This traversal of a sequence of states and transitions may continue until either the
customer terminates the conversation or the state transition graph reaches an end state.
However, errors in the text received by the concept recognition engine and non-standard
(or unexpected) questions or statements by the customer may require intervention by a
human agent. When the customer's communication is in the form of speech, the
conversion from speech to text may have such errors. Due to the possibility of such
errors, in some implementations, the system does not rely on complete automation of the
responses to the customer but has a smooth transition to manual intervention by the
human agent when the automation is unsuccessful. In general, this type of gradual
automation is suggested by FIG. 2 that shows interactions between the customer 1, the
system 3, and the human agent 5. (In other implementations of the system, automated
responses maybe given in cases of high confidence, while no response (other than to
indicate that the system is unable to respond) is given to the user.)
In some examples, the system uses speech recognition technology to engage
customers in conversations over the telephone. The speech recognition technology
converts the customer's speech into text that becomes input to the concept recognition
engine. By integrating the concept recognition engine with speech recognition, the
underlying system recognizes what the customer says by conceptually understanding
what the customer means. This combination enables new levels of automation in the
11
customer service center by engaging users in intuitive, intelligent, and constructive
interaction across multiple channels. And that enables organizations to offload
significant volumes of routine customer transactions across all contact channels, saving
considerable expense and improving service levels.
In other implementations, these conversations with the customer may occur over
audio interfaces using, for example, a VoiceXML browser, the web using an HTML
browser, Instant Messenger using an IM application, email using a mail application as
well as other channels not yet in use.
It should be noted that this system enables the contact center's response to use a
different mode of communication than the customer's communication. For instance, the
customer may communicate using voice and the contact center may respond with text or
the customer may communicate using text and the contact center may respond with
computer generated voice. This is accomplished by either using the saved response text
directly or by converting the saved response text into computer generated speech.

□ □ □ □ □ □ □

Required task 1: Copy the entries word for word, from the line containing "target | pyramidal roof" through the end of the entries.

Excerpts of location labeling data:
□ □ □ □ □ □ □

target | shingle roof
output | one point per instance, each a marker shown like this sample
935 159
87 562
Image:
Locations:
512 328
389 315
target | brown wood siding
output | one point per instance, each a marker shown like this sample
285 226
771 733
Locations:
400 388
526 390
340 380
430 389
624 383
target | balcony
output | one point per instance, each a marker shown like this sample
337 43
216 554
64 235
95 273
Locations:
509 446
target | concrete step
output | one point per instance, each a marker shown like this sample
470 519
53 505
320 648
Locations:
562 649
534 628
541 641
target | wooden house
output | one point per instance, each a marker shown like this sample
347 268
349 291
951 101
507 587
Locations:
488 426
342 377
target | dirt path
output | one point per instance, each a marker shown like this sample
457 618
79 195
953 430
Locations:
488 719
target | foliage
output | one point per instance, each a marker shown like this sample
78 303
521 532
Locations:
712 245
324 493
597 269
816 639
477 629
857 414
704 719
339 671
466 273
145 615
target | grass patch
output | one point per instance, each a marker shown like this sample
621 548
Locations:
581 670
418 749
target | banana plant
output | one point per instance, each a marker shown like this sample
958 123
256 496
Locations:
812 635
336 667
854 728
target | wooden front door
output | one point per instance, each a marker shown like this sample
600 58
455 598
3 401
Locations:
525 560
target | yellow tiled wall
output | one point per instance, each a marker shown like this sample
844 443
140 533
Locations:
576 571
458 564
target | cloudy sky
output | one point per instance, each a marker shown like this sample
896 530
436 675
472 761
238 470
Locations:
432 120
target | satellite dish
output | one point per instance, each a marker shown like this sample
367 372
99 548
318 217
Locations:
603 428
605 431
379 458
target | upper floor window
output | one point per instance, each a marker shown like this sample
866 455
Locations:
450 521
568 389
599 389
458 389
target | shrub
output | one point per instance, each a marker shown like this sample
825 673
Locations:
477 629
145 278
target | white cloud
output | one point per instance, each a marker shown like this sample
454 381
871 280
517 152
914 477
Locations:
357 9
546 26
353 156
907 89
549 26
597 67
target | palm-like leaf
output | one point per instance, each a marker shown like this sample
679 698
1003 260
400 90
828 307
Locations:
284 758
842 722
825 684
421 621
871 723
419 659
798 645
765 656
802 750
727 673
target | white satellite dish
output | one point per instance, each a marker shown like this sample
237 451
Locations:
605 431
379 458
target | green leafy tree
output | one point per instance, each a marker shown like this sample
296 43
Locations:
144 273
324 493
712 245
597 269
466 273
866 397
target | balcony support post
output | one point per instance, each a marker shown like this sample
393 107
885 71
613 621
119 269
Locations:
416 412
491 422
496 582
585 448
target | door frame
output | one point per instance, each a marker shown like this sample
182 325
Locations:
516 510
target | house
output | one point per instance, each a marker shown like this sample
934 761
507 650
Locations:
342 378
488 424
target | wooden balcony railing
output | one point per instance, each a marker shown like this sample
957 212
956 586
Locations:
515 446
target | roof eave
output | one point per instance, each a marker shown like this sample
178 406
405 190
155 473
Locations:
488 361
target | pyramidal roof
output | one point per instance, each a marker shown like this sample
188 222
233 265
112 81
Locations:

□ □ □ □ □ □ □

Required task 2:
Answer these questions from the passage on automated customer service:
(a) What does the speech recognition technology turn the customer's speech into?
(b) What application does the passage name for conversations over Instant Messenger?
(c) When the customer communicates using text, how may the contact center respond?

Task result 1:
target | pyramidal roof
output | one point per instance, each a marker shown like this sample
188 222
233 265
112 81
Locations:

Task result 2:
(a) Text that becomes input to the concept recognition engine.
(b) An IM application.
(c) With computer generated voice.